(PROBLEM STATEMENT) Repeat verbatim the lines of the data below, beginning with the line containing "41 113 L 73" and continuing to the end.

Segmentation mask data

==*==

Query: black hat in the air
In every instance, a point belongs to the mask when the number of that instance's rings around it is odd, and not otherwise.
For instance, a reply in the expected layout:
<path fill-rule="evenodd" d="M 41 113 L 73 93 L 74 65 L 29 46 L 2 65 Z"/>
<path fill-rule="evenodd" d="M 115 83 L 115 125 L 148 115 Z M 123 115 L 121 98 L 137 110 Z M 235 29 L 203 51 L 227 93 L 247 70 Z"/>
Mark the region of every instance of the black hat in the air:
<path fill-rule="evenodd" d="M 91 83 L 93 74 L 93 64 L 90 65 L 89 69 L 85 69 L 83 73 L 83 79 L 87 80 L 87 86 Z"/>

==*==

(OUTPUT FOR THIS EXERCISE)
<path fill-rule="evenodd" d="M 41 113 L 73 93 L 74 65 L 29 46 L 2 65 Z"/>
<path fill-rule="evenodd" d="M 115 83 L 115 125 L 148 115 Z M 123 115 L 121 98 L 137 110 Z M 235 29 L 203 51 L 227 93 L 247 70 Z"/>
Mark the region of every instance of the black hat in the air:
<path fill-rule="evenodd" d="M 91 83 L 93 74 L 93 64 L 90 65 L 89 69 L 85 69 L 83 73 L 83 79 L 87 80 L 87 86 Z"/>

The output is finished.